* What is required
Retype the material that follows, keeping every word as it is.

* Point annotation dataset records
>>>>

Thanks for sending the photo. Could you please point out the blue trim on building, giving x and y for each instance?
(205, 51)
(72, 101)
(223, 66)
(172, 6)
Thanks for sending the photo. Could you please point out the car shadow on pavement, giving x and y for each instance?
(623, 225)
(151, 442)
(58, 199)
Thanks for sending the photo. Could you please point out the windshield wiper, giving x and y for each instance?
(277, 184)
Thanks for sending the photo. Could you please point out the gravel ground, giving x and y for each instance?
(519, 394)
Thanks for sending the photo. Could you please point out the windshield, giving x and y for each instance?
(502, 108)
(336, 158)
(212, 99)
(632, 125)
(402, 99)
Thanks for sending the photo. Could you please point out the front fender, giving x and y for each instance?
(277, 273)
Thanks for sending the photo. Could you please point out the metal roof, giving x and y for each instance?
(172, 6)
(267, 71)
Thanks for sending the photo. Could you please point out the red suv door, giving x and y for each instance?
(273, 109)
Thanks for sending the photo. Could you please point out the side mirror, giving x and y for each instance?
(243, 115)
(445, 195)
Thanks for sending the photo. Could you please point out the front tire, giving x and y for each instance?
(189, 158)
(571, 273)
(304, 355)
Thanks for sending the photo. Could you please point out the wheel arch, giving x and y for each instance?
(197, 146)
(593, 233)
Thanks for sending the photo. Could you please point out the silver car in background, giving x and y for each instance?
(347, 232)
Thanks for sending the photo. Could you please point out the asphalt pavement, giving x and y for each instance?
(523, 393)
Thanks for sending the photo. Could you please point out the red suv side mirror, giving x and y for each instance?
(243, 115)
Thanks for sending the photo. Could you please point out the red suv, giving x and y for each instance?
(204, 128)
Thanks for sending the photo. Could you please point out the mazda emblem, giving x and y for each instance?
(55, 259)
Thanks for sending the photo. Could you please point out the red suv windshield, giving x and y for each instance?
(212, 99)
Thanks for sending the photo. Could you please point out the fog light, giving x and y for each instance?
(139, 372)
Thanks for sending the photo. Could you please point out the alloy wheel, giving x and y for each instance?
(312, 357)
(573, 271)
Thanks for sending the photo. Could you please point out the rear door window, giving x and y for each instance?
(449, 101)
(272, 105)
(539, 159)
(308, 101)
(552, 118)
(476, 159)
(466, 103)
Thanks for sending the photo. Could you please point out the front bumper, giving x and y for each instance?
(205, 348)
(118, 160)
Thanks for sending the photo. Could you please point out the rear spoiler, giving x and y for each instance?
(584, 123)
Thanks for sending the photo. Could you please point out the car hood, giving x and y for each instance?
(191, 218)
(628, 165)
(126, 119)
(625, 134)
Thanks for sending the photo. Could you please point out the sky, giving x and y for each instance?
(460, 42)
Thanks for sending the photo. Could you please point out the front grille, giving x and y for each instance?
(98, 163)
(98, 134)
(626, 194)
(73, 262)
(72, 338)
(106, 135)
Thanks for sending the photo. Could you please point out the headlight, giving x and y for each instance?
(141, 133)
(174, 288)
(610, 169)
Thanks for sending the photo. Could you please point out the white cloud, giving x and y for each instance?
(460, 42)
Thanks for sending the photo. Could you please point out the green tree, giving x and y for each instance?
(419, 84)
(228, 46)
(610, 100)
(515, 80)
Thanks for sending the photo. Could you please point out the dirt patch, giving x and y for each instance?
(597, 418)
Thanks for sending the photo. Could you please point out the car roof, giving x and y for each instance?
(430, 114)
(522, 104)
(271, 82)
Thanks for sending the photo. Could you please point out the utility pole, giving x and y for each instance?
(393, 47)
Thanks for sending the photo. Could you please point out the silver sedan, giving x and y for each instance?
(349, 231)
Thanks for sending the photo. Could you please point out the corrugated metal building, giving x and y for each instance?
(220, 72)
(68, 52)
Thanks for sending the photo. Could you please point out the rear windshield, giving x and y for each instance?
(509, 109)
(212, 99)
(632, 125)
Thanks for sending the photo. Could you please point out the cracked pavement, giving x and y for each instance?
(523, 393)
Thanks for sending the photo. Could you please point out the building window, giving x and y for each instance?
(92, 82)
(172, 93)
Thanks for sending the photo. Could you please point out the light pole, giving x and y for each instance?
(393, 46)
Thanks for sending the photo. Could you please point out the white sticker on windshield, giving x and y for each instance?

<<<<

* Full solution
Thanks for sending the photo. Could you please point out the blue trim on building, giving x and y for each instance?
(205, 51)
(72, 101)
(223, 66)
(172, 6)
Thanks for sending the photo. Could you please point out the car shadow on pavement, giving x and y for each instance?
(623, 225)
(151, 442)
(58, 199)
Thanks for sending the photo. Could you please point out the windshield wiper, giving x and y for each instance?
(277, 184)
Thanks for sending the photo. Could you please point out the gravel ground, giving x and y for each instance?
(519, 394)
Thanks for sending the photo. Could you please point out the windshield, giving x and y for each instance?
(502, 108)
(336, 158)
(212, 99)
(632, 125)
(402, 99)
Thanks for sending the photo. Could you please point out the front fender, giving x and y for each instance?
(277, 273)
Thanks for sending the photo. Could you please point out the metal roof, giving x and y for each instance?
(172, 6)
(267, 71)
Thanks for sending the photo. Could you please point out the red suv door, giving x and y for each instance?
(273, 109)
Thanks for sending the photo. Could you please point out the side mirror, giving x and y for each instance?
(243, 115)
(445, 195)
Thanks for sending the photo. Could you please point out the front tire, giving x and y for each instance?
(189, 158)
(571, 273)
(304, 355)
Thanks for sending the photo. Could you please point out the wheel arch, giving x and y for each instance?
(197, 146)
(593, 233)
Thanks for sending the photo. Could you please point out the silver car in background, giving x and y for each instance?
(347, 232)
Thanks for sending the photo. Could you please point out the asphalt pavement, giving x and y for each instance?
(523, 393)
Thanks for sending the photo. Could you please point out the red suv side mirror, giving x and y for each instance?
(243, 115)
Thanks for sending the photo. Could you please point out the red suv, giving x and y for each instance?
(204, 128)
Thanks for sending the photo. Could you please point out the mazda emblem, giving x and y for each instance?
(55, 259)
Thanks for sending the photo. Could you please point out the red suv windshield, giving x and y for each instance?
(212, 99)
Thanks for sending the photo. Could you please point out the fog light, giving x and y for each instance?
(139, 372)
Thanks for sending the photo. Could you please point out the alloy wheel, giving x and y for each instance?
(312, 357)
(573, 271)
Thanks for sending the photo. Could you please point out the rear door window, giving x and y for each instance?
(449, 101)
(272, 105)
(539, 159)
(308, 101)
(552, 118)
(476, 159)
(466, 103)
Thanks for sending the photo. Could you please point out the front bumper, giving x and y for each instance?
(205, 348)
(118, 160)
Thanks for sending the photo. Could you please point out the rear spoiler, giving x and y for each instance?
(584, 123)
Thanks for sending the photo. Could you please point out the car hood, giving x and y for each instance?
(191, 218)
(628, 165)
(126, 119)
(625, 134)
Thanks for sending the photo. Could you please point out the sky, giving x and y for each instance?
(460, 42)
Thanks for sending the photo. Could you please point out the front grille, giving x and y for each instance?
(98, 163)
(98, 134)
(626, 194)
(73, 262)
(72, 338)
(106, 135)
Thanks for sending the photo. Could you please point out the headlight, giving x and y for each instance?
(141, 133)
(174, 288)
(610, 169)
Thanks for sending the photo. Could you please point out the white cloud, giving x and y for each instance?
(460, 42)
Thanks for sending the photo. Could you please point out the green tree, giving x and y for each instance?
(419, 84)
(228, 46)
(610, 100)
(515, 80)
Thanks for sending the photo. Could you please point out the dirt patch, giving x and y for each instance?
(597, 418)
Thanks for sending the photo. Could you please point out the car roof, giving x and y for each instance?
(430, 114)
(522, 104)
(271, 82)
Thanks for sending the photo. Could you please point out the utility pole, giving x and y for each instance?
(393, 47)
Thanks for sending the photo. Could you please point out the silver sedan, giving x and y for each instance?
(349, 231)
Thanks for sending the photo. Could you please point out the corrugated metal building, giving x and y for each instance?
(220, 72)
(68, 52)
Thanks for sending the photo. Could you please point out the rear windshield, giving x and y for each instance?
(509, 109)
(212, 99)
(632, 125)
Thanks for sending the photo. Could you please point out the cracked pavement, giving x and y for each instance?
(523, 393)
Thanks for sending the photo. Could you please point out the building window, giving x and y for each instance?
(92, 82)
(172, 93)
Thanks for sending the photo. Could you please point out the light pole, giving x and y for each instance?
(393, 46)
Thanks for sending the photo. Could you please point out the white sticker on windshield, giving x and y for each instance?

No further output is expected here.